(Dataset entries)
····················

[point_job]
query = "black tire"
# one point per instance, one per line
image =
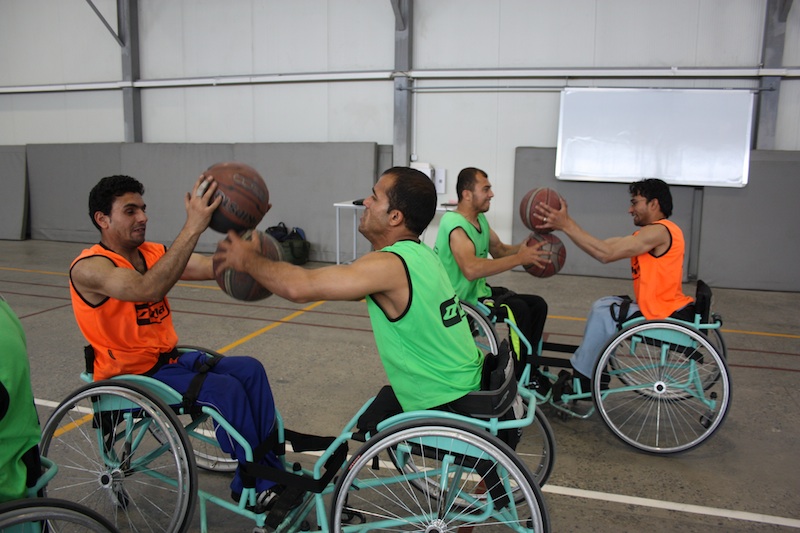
(123, 453)
(471, 478)
(661, 387)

····················

### The problem
Every record above must reappear exactly in the answer, minus its pictures.

### Written solution
[point_job]
query = "black tire"
# one point per instance, one per line
image =
(123, 453)
(471, 478)
(661, 387)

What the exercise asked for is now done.